======== EXCERPTED RECORDS ========

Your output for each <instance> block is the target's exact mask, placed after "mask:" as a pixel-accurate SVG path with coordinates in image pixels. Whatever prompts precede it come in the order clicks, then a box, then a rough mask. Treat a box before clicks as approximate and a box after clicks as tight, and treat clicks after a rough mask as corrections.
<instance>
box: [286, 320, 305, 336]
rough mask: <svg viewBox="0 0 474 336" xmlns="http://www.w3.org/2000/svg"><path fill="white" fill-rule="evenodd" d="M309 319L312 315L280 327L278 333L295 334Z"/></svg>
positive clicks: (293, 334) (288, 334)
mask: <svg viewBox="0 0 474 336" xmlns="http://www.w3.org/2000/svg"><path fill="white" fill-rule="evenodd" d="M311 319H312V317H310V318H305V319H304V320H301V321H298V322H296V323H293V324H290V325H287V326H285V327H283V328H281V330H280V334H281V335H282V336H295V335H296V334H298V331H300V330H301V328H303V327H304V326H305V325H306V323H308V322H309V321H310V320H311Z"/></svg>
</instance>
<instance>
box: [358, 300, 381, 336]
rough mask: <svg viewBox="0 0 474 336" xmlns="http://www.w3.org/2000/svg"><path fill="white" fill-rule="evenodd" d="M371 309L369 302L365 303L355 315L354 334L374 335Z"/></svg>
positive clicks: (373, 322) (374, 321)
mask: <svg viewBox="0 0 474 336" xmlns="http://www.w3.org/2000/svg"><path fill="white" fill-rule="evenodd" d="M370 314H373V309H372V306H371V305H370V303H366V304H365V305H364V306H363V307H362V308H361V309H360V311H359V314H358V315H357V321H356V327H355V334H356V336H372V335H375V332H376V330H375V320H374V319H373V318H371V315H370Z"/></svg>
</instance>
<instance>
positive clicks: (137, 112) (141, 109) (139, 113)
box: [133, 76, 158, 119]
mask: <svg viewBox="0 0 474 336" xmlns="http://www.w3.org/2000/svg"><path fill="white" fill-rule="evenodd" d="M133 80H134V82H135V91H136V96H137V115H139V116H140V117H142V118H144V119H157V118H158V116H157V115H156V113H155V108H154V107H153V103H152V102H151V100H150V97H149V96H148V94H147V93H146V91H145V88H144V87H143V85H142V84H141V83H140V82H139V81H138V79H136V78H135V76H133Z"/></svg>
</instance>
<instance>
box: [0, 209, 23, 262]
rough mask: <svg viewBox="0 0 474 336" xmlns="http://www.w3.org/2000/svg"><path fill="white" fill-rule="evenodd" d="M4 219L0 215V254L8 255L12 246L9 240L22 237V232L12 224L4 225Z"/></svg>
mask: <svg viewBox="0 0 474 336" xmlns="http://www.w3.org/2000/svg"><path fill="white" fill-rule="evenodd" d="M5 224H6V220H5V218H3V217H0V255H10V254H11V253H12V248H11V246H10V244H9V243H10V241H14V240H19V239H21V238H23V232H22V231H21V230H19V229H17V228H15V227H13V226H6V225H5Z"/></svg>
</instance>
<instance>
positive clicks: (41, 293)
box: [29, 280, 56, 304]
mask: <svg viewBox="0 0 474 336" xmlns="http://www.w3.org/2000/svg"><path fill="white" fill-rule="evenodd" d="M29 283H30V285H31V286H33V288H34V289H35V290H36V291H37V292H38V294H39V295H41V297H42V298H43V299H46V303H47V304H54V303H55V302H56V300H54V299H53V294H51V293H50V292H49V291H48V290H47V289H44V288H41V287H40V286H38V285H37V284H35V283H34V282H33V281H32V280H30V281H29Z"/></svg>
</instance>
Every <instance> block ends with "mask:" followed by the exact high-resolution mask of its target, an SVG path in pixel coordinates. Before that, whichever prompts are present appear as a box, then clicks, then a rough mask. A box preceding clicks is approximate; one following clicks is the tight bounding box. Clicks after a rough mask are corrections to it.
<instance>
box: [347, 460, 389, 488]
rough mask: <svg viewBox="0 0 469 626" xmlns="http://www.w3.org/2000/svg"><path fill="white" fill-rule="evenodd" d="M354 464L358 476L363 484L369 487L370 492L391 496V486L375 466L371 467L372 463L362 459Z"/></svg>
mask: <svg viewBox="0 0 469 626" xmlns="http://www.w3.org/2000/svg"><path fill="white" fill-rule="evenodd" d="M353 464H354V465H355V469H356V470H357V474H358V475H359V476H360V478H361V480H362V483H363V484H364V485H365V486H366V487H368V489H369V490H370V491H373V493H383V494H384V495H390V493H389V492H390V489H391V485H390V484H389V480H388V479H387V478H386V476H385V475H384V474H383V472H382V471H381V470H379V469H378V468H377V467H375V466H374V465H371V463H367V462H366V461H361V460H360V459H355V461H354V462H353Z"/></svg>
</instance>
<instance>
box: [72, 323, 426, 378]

========
======== EXCERPTED RECORDS ========

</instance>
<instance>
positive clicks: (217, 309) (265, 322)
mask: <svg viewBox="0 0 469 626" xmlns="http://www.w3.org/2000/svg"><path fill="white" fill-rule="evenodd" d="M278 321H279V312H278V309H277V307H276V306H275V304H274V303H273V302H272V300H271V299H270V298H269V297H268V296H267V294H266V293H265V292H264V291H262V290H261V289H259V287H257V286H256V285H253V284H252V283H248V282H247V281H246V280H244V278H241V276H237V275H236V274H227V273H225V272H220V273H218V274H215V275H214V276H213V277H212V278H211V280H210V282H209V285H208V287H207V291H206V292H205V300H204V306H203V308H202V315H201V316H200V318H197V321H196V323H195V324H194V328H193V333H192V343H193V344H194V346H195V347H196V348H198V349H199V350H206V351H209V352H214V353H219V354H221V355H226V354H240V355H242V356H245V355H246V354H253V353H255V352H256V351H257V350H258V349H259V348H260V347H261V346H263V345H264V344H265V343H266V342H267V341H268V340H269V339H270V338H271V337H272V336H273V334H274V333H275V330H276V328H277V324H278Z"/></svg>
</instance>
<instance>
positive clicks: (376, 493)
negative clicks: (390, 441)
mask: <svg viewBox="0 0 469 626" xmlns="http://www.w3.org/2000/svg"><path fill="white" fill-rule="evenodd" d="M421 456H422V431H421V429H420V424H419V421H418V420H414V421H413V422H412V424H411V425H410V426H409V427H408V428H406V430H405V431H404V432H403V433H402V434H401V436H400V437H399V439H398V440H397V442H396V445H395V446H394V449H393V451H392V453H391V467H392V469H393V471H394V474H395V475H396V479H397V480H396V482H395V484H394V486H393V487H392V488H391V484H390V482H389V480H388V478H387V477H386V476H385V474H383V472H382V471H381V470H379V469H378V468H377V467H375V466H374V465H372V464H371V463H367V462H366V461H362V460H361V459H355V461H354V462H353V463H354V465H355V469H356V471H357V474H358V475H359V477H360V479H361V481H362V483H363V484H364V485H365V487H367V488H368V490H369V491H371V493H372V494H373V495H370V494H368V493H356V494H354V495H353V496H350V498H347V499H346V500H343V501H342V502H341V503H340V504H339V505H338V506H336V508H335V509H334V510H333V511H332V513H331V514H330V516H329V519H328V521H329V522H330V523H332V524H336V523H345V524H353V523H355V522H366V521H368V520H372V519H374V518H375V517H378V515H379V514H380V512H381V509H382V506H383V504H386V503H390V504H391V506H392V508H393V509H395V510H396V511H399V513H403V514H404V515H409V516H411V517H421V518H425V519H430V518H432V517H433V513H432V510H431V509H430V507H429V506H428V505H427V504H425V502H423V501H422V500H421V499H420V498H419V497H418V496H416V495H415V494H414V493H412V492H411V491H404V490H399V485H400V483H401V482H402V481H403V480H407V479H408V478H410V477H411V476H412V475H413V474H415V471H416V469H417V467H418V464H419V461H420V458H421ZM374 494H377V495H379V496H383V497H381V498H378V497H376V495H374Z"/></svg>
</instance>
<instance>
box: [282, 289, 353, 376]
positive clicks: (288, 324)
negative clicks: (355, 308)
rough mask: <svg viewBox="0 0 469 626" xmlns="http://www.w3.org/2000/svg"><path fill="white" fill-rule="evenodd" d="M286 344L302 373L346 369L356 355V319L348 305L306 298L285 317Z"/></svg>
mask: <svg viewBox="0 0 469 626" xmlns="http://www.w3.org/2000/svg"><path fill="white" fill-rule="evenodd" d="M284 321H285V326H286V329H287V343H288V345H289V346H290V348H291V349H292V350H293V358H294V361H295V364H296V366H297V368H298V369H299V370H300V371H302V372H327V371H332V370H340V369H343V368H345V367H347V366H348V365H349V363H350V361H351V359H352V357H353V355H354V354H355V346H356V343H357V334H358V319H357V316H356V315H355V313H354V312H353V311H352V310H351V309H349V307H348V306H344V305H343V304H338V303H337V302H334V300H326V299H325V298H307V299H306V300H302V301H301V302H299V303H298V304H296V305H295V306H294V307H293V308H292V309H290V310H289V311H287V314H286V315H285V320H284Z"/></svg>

========

Look above for the line holding "Your output for", then set down exactly that line and every line after it up to and including the line holding "319L312 315L280 327L278", with nothing else.

## ANSWER TO THIS EXERCISE
Your output for each <instance> block is the target's exact mask, placed after "mask:" as a pixel-accurate SVG path with coordinates in image pixels. Whatever prompts precede it come in the order clicks, then a box, then a rough mask. Treat a box before clicks as approximate and a box after clicks as tight, and treat clicks after a rough mask as corrections.
<instance>
box: [286, 320, 305, 336]
rough mask: <svg viewBox="0 0 474 336" xmlns="http://www.w3.org/2000/svg"><path fill="white" fill-rule="evenodd" d="M309 319L312 315L280 327L278 333L295 334Z"/></svg>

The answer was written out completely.